What you are asked to do: Print the post about the Cubs and their curse word for word, in full.

[Opening Page text section]

Can the Cubs break the other curse?
Ah, now it’s all clear to me.
I’d heard about how well the Cubs are doing this year. I used to follow baseball assiduously (see this), but since I’ve been in baseball recovery I hardly pay attention. But in addition to my history as a Red Sox fan who used to be steeped in the Red Sox lore of The Curse, I’m well aware of the sad and sorrowful history of the Cubs.
The two curses were/are of different types. For the Sox, it was an “always a bridesmaid” curse, in which they typically had good teams and came close, year after year, only to lose in some newly creative and increasingly heartbreaking way. The Cubs, on the other hand, have pretty much been uniformly bad.
But this year, there’s hope. The Cubs are about to play in the National League Championships for the first time in twelve years. They haven’t played in a World Series since 1945, and haven’t won one since 1908. That’s a while.

[Closing Page text section]
[Opening Supplied entries section]

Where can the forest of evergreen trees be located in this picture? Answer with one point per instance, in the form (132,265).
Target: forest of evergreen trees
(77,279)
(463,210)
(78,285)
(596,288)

[Closing Supplied entries section]

Exercise output:
Can the Cubs break the other curse?
Ah, now it’s all clear to me.
I’d heard about how well the Cubs are doing this year. I used to follow baseball assiduously (see this), but since I’ve been in baseball recovery I hardly pay attention. But in addition to my history as a Red Sox fan who used to be steeped in the Red Sox lore of The Curse, I’m well aware of the sad and sorrowful history of the Cubs.
The two curses were/are of different types. For the Sox, it was an “always a bridesmaid” curse, in which they typically had good teams and came close, year after year, only to lose in some newly creative and increasingly heartbreaking way. The Cubs, on the other hand, have pretty much been uniformly bad.
But this year, there’s hope. The Cubs are about to play in the National League Championships for the first time in twelve years. They haven’t played in a World Series since 1945, and haven’t won one since 1908. That’s a while.